What you return must match every record word for word.

(Beginning of Provided records)

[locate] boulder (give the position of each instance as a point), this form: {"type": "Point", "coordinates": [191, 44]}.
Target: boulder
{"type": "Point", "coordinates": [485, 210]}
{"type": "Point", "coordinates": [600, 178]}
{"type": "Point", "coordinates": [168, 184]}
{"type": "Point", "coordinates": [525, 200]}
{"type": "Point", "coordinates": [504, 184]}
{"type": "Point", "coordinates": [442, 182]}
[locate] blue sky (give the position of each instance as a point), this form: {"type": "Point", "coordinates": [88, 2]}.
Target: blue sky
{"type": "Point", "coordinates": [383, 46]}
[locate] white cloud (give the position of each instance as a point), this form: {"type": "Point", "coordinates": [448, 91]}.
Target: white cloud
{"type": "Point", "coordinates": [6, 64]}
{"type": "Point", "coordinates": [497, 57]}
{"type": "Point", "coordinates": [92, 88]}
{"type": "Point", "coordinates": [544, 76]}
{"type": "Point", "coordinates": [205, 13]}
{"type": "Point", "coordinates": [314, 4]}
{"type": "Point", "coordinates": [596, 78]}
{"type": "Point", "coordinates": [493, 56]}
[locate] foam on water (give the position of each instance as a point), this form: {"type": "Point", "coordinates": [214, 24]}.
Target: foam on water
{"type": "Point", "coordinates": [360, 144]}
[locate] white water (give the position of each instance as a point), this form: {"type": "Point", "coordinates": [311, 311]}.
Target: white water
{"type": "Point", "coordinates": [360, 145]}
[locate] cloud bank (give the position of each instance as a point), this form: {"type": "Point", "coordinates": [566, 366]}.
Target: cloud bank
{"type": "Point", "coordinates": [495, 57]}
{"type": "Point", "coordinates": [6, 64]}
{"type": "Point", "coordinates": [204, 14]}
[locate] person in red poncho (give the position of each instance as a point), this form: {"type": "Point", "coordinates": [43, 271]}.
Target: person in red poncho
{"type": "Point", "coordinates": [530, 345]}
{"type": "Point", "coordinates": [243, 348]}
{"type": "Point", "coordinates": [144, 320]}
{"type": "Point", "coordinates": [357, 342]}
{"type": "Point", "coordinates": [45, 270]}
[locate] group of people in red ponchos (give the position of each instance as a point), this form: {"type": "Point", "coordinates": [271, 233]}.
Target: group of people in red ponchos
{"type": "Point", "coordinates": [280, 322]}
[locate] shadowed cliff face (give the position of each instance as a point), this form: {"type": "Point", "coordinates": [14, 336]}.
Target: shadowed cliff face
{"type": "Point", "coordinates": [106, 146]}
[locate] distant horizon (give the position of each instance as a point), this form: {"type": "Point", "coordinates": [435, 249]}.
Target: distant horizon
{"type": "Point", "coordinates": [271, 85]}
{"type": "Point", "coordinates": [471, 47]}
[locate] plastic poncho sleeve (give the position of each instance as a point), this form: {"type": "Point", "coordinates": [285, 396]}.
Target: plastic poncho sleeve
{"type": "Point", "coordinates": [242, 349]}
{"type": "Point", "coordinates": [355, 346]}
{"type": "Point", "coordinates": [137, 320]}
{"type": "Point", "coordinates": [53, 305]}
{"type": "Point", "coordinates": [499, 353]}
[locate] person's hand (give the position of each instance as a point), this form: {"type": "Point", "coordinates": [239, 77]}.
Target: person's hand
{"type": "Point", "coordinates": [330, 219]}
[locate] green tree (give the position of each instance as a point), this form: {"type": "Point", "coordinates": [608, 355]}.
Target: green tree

(End of Provided records)

**Answer**
[locate] boulder (give the position of each instance as a point), this form: {"type": "Point", "coordinates": [191, 44]}.
Target: boulder
{"type": "Point", "coordinates": [485, 210]}
{"type": "Point", "coordinates": [600, 178]}
{"type": "Point", "coordinates": [168, 184]}
{"type": "Point", "coordinates": [525, 200]}
{"type": "Point", "coordinates": [504, 184]}
{"type": "Point", "coordinates": [442, 182]}
[locate] blue sky (give the position of each instance as a point), this form: {"type": "Point", "coordinates": [88, 2]}.
Target: blue sky
{"type": "Point", "coordinates": [383, 46]}
[locate] white cloud (give the position of each instance as a point), this form: {"type": "Point", "coordinates": [448, 91]}.
Target: white cloud
{"type": "Point", "coordinates": [6, 64]}
{"type": "Point", "coordinates": [497, 57]}
{"type": "Point", "coordinates": [92, 88]}
{"type": "Point", "coordinates": [544, 76]}
{"type": "Point", "coordinates": [205, 13]}
{"type": "Point", "coordinates": [314, 4]}
{"type": "Point", "coordinates": [596, 78]}
{"type": "Point", "coordinates": [493, 56]}
[locate] foam on water (give the position of each instance as a point), this form: {"type": "Point", "coordinates": [214, 24]}.
Target: foam on water
{"type": "Point", "coordinates": [360, 144]}
[locate] white water (give the position of each instance as a point), this form: {"type": "Point", "coordinates": [311, 311]}.
Target: white water
{"type": "Point", "coordinates": [360, 145]}
[locate] cloud bank (give the position of each instance as a point), this form: {"type": "Point", "coordinates": [566, 366]}.
Target: cloud bank
{"type": "Point", "coordinates": [495, 57]}
{"type": "Point", "coordinates": [6, 64]}
{"type": "Point", "coordinates": [204, 14]}
[locate] person in red poncho (give the position of each instance as a point), this form: {"type": "Point", "coordinates": [43, 271]}.
Target: person in red poncho
{"type": "Point", "coordinates": [530, 345]}
{"type": "Point", "coordinates": [243, 348]}
{"type": "Point", "coordinates": [144, 320]}
{"type": "Point", "coordinates": [357, 342]}
{"type": "Point", "coordinates": [45, 270]}
[locate] group of people in red ponchos (give the position of each instance as a point), this form: {"type": "Point", "coordinates": [271, 233]}.
Target: group of people in red ponchos
{"type": "Point", "coordinates": [280, 322]}
[locate] shadowed cliff face (give the position of each instance as a point), this form: {"type": "Point", "coordinates": [14, 336]}.
Target: shadowed cliff face
{"type": "Point", "coordinates": [106, 146]}
[locate] distant horizon (give the position of each instance as a point), this form: {"type": "Point", "coordinates": [435, 249]}.
Target: distant horizon
{"type": "Point", "coordinates": [271, 85]}
{"type": "Point", "coordinates": [471, 47]}
[locate] plastic poncho sleeve (give the position of each instance as a point), this form: {"type": "Point", "coordinates": [285, 396]}.
Target: plastic poncho sleeve
{"type": "Point", "coordinates": [242, 349]}
{"type": "Point", "coordinates": [355, 346]}
{"type": "Point", "coordinates": [137, 320]}
{"type": "Point", "coordinates": [53, 305]}
{"type": "Point", "coordinates": [499, 353]}
[locate] person's hand (give the position of each instance as a point), this form: {"type": "Point", "coordinates": [239, 77]}.
Target: person's hand
{"type": "Point", "coordinates": [330, 219]}
[locate] green tree (give the position of each instance as a point), this form: {"type": "Point", "coordinates": [608, 355]}.
Target: green tree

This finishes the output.